About this task ->
The data below needs to be returned exactly, line for line.

Information given: Begin

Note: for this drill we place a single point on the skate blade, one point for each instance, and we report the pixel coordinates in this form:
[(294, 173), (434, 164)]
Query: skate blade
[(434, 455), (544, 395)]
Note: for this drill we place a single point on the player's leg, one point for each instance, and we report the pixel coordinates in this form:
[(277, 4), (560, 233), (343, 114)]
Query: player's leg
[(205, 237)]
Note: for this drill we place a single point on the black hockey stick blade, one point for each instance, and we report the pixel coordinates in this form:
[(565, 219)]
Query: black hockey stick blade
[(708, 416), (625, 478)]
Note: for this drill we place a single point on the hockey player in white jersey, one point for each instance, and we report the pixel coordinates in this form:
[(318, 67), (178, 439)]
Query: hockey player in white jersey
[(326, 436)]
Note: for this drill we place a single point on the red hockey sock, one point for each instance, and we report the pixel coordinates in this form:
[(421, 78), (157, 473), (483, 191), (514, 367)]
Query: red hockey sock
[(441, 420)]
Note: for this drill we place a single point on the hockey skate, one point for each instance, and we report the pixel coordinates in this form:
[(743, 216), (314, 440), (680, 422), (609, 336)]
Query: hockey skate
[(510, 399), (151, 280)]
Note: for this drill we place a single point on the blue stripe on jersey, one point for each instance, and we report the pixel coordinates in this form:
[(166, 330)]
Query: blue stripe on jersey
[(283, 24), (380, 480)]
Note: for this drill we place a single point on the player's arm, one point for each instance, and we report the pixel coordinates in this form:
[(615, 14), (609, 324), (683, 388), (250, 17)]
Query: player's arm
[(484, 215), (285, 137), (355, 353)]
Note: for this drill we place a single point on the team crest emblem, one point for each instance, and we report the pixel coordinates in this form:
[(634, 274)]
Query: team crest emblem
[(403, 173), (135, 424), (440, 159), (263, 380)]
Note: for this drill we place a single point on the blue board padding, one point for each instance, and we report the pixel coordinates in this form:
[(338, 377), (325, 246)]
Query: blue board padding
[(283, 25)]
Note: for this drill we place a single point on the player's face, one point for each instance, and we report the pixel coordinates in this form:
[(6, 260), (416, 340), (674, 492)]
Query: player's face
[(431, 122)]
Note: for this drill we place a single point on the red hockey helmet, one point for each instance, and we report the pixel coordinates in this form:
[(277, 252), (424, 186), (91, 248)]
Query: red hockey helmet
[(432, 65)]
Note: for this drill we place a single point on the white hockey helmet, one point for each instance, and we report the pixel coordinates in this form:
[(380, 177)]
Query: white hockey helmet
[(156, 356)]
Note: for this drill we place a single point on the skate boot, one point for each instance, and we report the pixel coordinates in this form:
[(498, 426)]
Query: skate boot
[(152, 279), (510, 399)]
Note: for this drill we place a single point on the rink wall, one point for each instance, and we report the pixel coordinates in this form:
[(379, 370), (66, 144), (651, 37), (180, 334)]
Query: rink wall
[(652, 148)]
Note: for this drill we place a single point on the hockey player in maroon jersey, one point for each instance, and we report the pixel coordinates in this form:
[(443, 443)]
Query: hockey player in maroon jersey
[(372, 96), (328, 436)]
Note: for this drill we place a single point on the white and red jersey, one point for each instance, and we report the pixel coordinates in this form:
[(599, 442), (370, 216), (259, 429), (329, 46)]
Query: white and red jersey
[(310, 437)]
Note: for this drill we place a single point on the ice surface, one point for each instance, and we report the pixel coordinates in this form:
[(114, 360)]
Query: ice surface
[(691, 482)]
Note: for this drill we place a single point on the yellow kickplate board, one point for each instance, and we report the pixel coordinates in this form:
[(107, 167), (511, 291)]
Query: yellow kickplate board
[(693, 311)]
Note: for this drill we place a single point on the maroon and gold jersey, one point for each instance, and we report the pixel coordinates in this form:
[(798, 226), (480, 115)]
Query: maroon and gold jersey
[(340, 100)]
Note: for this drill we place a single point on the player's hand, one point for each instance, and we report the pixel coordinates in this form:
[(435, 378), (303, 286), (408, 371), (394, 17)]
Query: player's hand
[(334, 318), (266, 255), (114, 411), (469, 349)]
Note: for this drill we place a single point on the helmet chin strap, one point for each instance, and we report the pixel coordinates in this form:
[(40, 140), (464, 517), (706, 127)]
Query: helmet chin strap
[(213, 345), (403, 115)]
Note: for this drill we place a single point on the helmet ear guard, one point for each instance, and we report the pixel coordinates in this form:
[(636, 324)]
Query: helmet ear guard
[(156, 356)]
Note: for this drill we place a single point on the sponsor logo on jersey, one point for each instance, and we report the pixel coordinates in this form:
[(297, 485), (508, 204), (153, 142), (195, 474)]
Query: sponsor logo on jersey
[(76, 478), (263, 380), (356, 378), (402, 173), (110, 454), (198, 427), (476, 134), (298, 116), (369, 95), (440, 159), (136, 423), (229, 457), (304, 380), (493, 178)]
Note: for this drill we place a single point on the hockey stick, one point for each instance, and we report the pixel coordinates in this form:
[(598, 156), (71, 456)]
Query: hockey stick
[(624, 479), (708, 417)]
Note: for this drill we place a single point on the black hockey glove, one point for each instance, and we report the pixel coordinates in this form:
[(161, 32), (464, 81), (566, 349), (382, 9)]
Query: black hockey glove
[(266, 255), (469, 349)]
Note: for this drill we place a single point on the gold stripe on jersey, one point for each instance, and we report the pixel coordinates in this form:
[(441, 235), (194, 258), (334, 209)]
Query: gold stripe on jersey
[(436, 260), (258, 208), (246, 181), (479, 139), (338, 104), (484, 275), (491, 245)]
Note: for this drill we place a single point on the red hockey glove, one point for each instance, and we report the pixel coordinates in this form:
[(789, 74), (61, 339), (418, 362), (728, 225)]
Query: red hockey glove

Information given: End

Solution below ->
Note: for this drill we place a single point on the skate blade, one point for each instance, and we report the pixel coordinates in this form:
[(294, 173), (434, 164)]
Query: skate blade
[(434, 455), (544, 395)]
Note: for this drill we place a single point on the player's leg, one point for each instance, and we report the pixel coordinates in this form:
[(277, 4), (560, 233), (343, 114)]
Query: player's leg
[(205, 237)]
Note: for this drill we place a single point on the black hockey stick blade, one point for each instance, and we report the pixel coordinates in this form:
[(565, 219)]
Query: black hockey stick blade
[(708, 416), (625, 478)]
Note: for this drill we place a single point on the hockey player in white jersey, one point for each instance, and we report the pixel coordinates in this form:
[(318, 67), (178, 439)]
Query: hockey player in white jersey
[(326, 436)]
Note: for this drill we place a single point on the red hockey sock, one point for each instance, and we report the pixel coordinates in this form:
[(421, 78), (157, 473), (483, 191), (514, 367)]
Query: red hockey sock
[(441, 420)]
Note: for this drill we place a single point on the hockey skate, one point for each instance, and we report the pixel coordinates in this form:
[(743, 216), (314, 440), (680, 422), (609, 336)]
Query: hockey skate
[(510, 399), (151, 280)]
Note: for this drill we place a single point on the blue stripe on jersey, one point for each instance, and we report the pixel coordinates in this form:
[(166, 330)]
Query: blue stripe on jersey
[(283, 24), (380, 480)]
Note: for this drill we place a single point on the player's arm, one point for each instance, and we report the pixel coordinates in this form:
[(615, 14), (609, 324), (683, 388), (250, 17)]
Query: player's arm
[(484, 215), (285, 137), (355, 353)]
Note: for this drill we place a single point on the team crest emblem, one point for each instance, and we report the pixel coordinates in this form:
[(634, 274)]
Query: team crest emblem
[(403, 173), (135, 424), (440, 159), (263, 380)]
Note: for this drill we place a single point on the blue board padding, one point for each instance, and we report the pixel coordinates in this form:
[(338, 377), (325, 246)]
Query: blue board padding
[(283, 25)]
Note: for this drill we place a single point on the player's face, one point for each instance, and we report the pixel coordinates in this form:
[(6, 260), (416, 340), (674, 492)]
Query: player's face
[(431, 122)]
Note: for this drill we place a single point on the red hockey helmet, one point for each instance, and we report the pixel coordinates in this form:
[(277, 252), (424, 186), (91, 248)]
Query: red hockey helmet
[(432, 65)]
Note: for this drill we place a single point on the white hockey helmet, one point for each instance, and we report the pixel coordinates in this form:
[(380, 177)]
Query: white hockey helmet
[(156, 356)]
Note: for this drill we place a single point on the skate boot, one point for each instance, and we report the pixel coordinates in this form:
[(498, 426)]
Query: skate boot
[(152, 279), (510, 399)]
Note: for this drill we place a single point on the rink wall, one point for each instance, and we report the pixel coordinates in this form:
[(379, 370), (66, 144), (651, 37), (180, 334)]
Query: rink wall
[(652, 148)]
Note: for this drill we place a single point on the hockey player in maroon jersey, one point for each instance, and we report the pixel coordinates in this form:
[(443, 443)]
Query: hockey player in maroon jersey
[(372, 96), (328, 436)]
Note: for this drill we place a single point on the white and red jersey, one point for each instance, and we report the pixel coordinates in this form:
[(599, 442), (370, 216), (259, 429), (329, 46)]
Query: white and red jersey
[(310, 437)]
Note: for this drill we place a single point on the ice surface, one point for each instance, and we report the pixel coordinates in this form:
[(114, 360)]
Query: ice surface
[(691, 482)]
Note: for this drill we place a single point on the yellow kickplate board, one point for each instance, and we report the pixel coordinates in this form:
[(107, 167), (511, 291)]
Query: yellow kickplate board
[(693, 311)]
Note: for this drill we place a single point on the maroon and gold jersey, one point for each instance, and we report the pixel coordinates in this form:
[(798, 226), (480, 115)]
Query: maroon and gold jersey
[(340, 100)]
Note: for this drill we place a single point on the player's hand, one point for each instance, and we report the pixel coordinates in this form:
[(435, 378), (303, 286), (408, 371), (394, 17)]
Query: player's hand
[(334, 318), (266, 255), (114, 411), (469, 349)]
Note: for this drill we place a single point on the helmet chin strap, one point for each instance, and we report the pixel coordinates in this form:
[(40, 140), (464, 517), (706, 127)]
Query: helmet chin strap
[(213, 345), (403, 115)]
Note: for this drill we place a single point on the helmet ear guard, one point for each instance, and we report the pixel coordinates in this form:
[(636, 324)]
Query: helmet ear guard
[(156, 356)]
Note: for this drill we place a single point on the sponsor logo on jersey, one point for each instance, and we report the pixel coordinates in this form:
[(297, 485), (508, 204), (153, 142), (195, 474)]
Query: sponsor logo on jersey
[(76, 478), (263, 380), (356, 378), (402, 173), (110, 454), (198, 427), (476, 134), (298, 116), (369, 95), (440, 159), (136, 423), (229, 457), (304, 380), (493, 178)]
Note: for this drill we place a single point on the hockey stick, one point for each instance, and we report the pixel coordinates in this form:
[(598, 156), (71, 456)]
Query: hockey stick
[(624, 479), (708, 417)]
Note: for this drill we place a single point on the black hockey glove, one point for each instance, and we report the pixel coordinates in this form:
[(161, 32), (464, 81), (566, 349), (382, 9)]
Query: black hockey glove
[(266, 255), (469, 349)]
Note: for this drill we place a single point on the gold stripe on jersey, one point for each instance, and we report the pixel coordinates in this form:
[(441, 235), (194, 258), (334, 209)]
Query: gold stripe on jersey
[(436, 260), (258, 208), (246, 181), (479, 139), (338, 104), (484, 275), (491, 245)]
Note: for this drill we place a single point on the red hockey glove, one point for each instance, and we report the pixel coordinates in this form:
[(789, 74), (61, 339), (418, 362), (728, 225)]
Query: red hockey glove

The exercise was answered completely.